QUOTED PASSAGE -
Where where are you getting these? Yeah, so we're we have uh GPUs in house. We have uh you know we use GPUs in the cloud but we all told our models take about a couple hours to train. They cost the training cost for one model is less than you know the cost of a Chipotle burrito.
I so much said about how but a but a 2012 Chipotle burrito or 2023 one that didn't give me food poisoning hopefully. But but there there's been so much said about when Deep Seek came out and they only spent $10 million on H100s, however questionable that number was.
I think what we're trying to do as a super small team is show that you don't even need H100s to build generative models for enterprises, right? So, we didn't use a single H100. We used T4s, gaming GPUs, low-end V100s, and and you can do that.

REQUIRED WORK -
• 1. List the kinds of GPUs that the speaker in the GPU transcript says the team used.
• 2. In the GPU transcript, what is the small team trying to show, and what does the speaker offer as support for it?
• 3. Write the next few sentences of the GPU transcript, picking up after its last sentence.

RECORD SET -
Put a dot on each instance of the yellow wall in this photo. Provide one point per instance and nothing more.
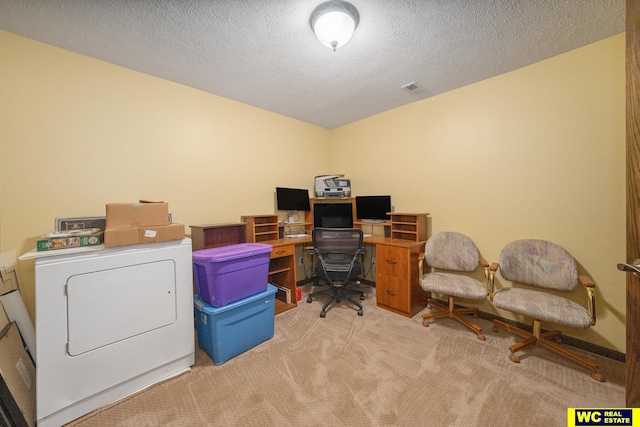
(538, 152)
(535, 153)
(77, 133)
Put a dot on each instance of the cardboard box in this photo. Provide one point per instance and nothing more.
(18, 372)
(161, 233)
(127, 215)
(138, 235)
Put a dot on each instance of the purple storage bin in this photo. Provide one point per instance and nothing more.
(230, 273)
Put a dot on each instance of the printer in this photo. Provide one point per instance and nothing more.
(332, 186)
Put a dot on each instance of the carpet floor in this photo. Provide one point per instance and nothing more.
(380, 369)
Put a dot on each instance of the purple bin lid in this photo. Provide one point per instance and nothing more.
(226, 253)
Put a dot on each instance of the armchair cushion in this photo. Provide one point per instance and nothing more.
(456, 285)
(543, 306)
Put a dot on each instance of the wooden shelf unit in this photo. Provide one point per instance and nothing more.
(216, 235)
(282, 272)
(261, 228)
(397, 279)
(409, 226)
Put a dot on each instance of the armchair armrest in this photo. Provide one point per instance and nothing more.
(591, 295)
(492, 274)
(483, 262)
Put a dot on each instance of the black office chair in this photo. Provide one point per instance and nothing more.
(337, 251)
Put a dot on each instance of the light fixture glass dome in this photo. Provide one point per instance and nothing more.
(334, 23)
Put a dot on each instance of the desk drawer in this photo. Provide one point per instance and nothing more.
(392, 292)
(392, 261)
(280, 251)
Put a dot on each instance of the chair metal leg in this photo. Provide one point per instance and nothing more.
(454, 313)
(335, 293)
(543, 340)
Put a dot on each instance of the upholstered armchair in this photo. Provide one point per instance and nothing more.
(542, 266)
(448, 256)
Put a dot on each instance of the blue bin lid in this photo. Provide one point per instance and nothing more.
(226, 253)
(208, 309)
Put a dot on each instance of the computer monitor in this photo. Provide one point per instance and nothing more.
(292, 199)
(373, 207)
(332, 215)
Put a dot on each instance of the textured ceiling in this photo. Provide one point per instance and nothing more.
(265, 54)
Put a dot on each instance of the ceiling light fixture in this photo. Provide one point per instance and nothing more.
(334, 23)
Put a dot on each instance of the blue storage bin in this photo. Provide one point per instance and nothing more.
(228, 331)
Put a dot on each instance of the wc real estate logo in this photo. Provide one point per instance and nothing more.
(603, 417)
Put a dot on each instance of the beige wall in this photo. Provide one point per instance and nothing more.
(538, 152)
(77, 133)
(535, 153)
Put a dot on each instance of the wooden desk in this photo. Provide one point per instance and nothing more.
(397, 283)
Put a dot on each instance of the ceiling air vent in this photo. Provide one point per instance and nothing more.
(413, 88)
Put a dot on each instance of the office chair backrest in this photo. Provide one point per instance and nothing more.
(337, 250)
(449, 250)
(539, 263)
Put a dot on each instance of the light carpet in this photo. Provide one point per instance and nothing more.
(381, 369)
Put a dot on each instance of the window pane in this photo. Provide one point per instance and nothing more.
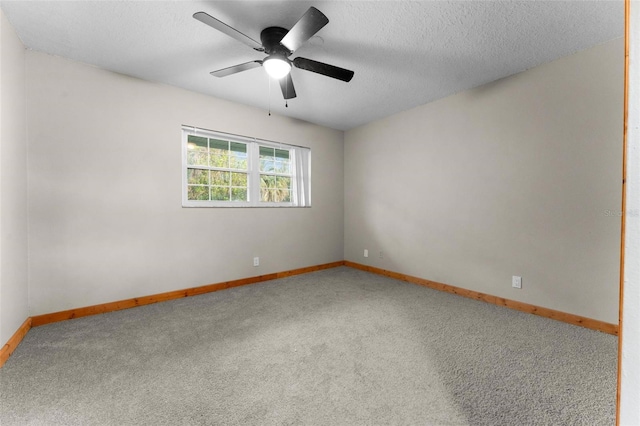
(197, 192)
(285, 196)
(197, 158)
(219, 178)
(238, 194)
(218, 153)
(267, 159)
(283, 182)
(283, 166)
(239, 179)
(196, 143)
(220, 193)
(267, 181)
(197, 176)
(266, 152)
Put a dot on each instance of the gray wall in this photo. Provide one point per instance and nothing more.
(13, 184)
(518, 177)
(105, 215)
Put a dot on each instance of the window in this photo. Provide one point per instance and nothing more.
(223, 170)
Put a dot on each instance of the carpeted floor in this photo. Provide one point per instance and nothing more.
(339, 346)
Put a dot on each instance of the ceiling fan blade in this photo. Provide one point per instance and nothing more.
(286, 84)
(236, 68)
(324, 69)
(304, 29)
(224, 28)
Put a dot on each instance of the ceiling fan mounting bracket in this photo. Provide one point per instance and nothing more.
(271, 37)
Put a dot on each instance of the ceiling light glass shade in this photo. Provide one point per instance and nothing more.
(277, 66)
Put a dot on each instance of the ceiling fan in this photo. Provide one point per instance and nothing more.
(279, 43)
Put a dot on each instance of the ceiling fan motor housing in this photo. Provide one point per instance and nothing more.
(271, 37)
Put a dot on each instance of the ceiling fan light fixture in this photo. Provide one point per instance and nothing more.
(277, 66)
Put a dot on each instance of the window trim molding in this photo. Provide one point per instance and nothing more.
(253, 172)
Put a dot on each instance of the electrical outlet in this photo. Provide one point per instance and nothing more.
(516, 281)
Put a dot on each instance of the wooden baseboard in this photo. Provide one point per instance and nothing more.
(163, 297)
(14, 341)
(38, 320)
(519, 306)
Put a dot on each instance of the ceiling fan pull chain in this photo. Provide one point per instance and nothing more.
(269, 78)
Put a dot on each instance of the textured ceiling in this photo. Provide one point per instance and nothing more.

ANSWERS TO THE EXERCISES -
• 1. T4s, gaming GPUs, and low-end V100s.

• 2. The team is trying to show that you don't need H100s to build generative models for enterprises. As support, the speaker says they didn't use a single H100 and instead used T4s, gaming GPUs, and low-end V100s.

• 3.
Uh I think we've proven that you know banks don't need a model that takes six months to run or it's going to drain you know Lake Tahoe to for a training run right so what's more important with that training run uh flops or memory because I imagine lower token counts you haven't released it but I imagine you can fit it in memory and so that unlocks it but um talk to me about the dynamics of like building a cluster and thinking about the the different parame parameters that go into the cards that you select.
Yeah. So, we have a family of of it's going to be less than 10 models most likely for the next six months. I'll say that they're far below a billion parameters each. So, we don't need a cluster even. We can just run these on one or two GPUs each for for inference. For inference. Yeah.
And for training, it's the same thing. It's a very low-end GPU for an hour or two. So, wow. We we definitely believe that there's going to be a giant shift in how language models are used, right? So you guys have seen waves of the last couple decades.
So these massive IBM mainframes y shifted into client server architectures and open source software. You used to have these massive monolithic uh builds that would take, you know, that would ship a month at a time. Software applications were were were shipped so much slower.
and then out came microervices and you have a different release for your payment gateway and your APIs. Uh this kind of workload partitioning as we call it, it's completely going to change the landscape in in language modeling.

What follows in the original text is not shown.